**What this task involves**
Without the pictures, copy all of the data exactly.

**Point localization data**
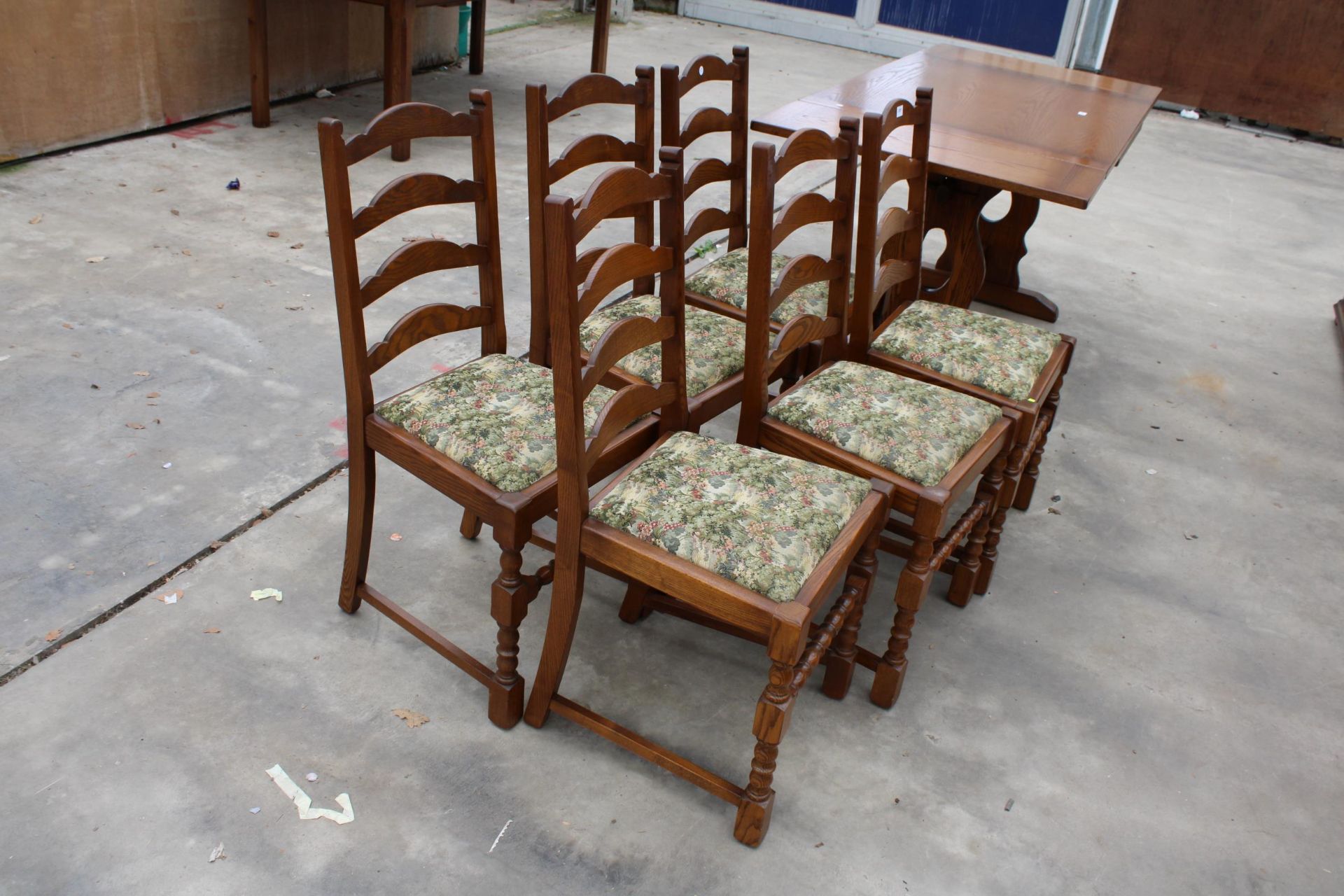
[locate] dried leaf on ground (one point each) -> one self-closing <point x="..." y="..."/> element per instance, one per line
<point x="412" y="718"/>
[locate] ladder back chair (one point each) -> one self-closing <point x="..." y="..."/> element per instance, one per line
<point x="483" y="433"/>
<point x="1015" y="365"/>
<point x="704" y="121"/>
<point x="722" y="285"/>
<point x="590" y="149"/>
<point x="927" y="444"/>
<point x="724" y="568"/>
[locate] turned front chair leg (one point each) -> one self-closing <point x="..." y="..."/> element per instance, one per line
<point x="359" y="527"/>
<point x="774" y="708"/>
<point x="990" y="556"/>
<point x="840" y="659"/>
<point x="910" y="593"/>
<point x="1022" y="500"/>
<point x="968" y="570"/>
<point x="510" y="596"/>
<point x="632" y="608"/>
<point x="470" y="527"/>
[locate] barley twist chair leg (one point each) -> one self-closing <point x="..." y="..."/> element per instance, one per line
<point x="910" y="593"/>
<point x="772" y="722"/>
<point x="990" y="555"/>
<point x="843" y="653"/>
<point x="470" y="526"/>
<point x="510" y="596"/>
<point x="634" y="608"/>
<point x="968" y="570"/>
<point x="1022" y="500"/>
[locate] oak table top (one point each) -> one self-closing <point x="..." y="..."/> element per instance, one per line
<point x="997" y="121"/>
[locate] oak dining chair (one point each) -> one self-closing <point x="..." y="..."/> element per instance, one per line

**Reply**
[locate] dried leaf on ground (one point each) -> one self-closing <point x="..." y="..."/> element per instance, one per line
<point x="412" y="718"/>
[locate] ladder back chair (one point each) -> one self-closing <point x="..." y="..."/> element per instance, one per line
<point x="483" y="433"/>
<point x="1015" y="365"/>
<point x="704" y="121"/>
<point x="722" y="285"/>
<point x="590" y="149"/>
<point x="927" y="444"/>
<point x="724" y="568"/>
[locate] turned front chair leg (one point each) -> one self-closing <point x="..." y="..."/> element per instance, one per line
<point x="359" y="527"/>
<point x="774" y="708"/>
<point x="990" y="556"/>
<point x="840" y="659"/>
<point x="910" y="593"/>
<point x="1022" y="500"/>
<point x="968" y="570"/>
<point x="510" y="596"/>
<point x="632" y="608"/>
<point x="470" y="527"/>
[locate] barley twist chair leg (one point each) -> one self-closing <point x="..." y="..."/> element per instance, one per line
<point x="910" y="593"/>
<point x="772" y="722"/>
<point x="990" y="555"/>
<point x="843" y="653"/>
<point x="470" y="526"/>
<point x="510" y="596"/>
<point x="634" y="608"/>
<point x="968" y="570"/>
<point x="1022" y="500"/>
[locate] oak table top (one point each) -> one self-closing <point x="..." y="..."/> element per instance, one per line
<point x="997" y="121"/>
[locate] oak dining chair (one point each) -> one self-closing <point x="..." y="..."/> element per instance, one per line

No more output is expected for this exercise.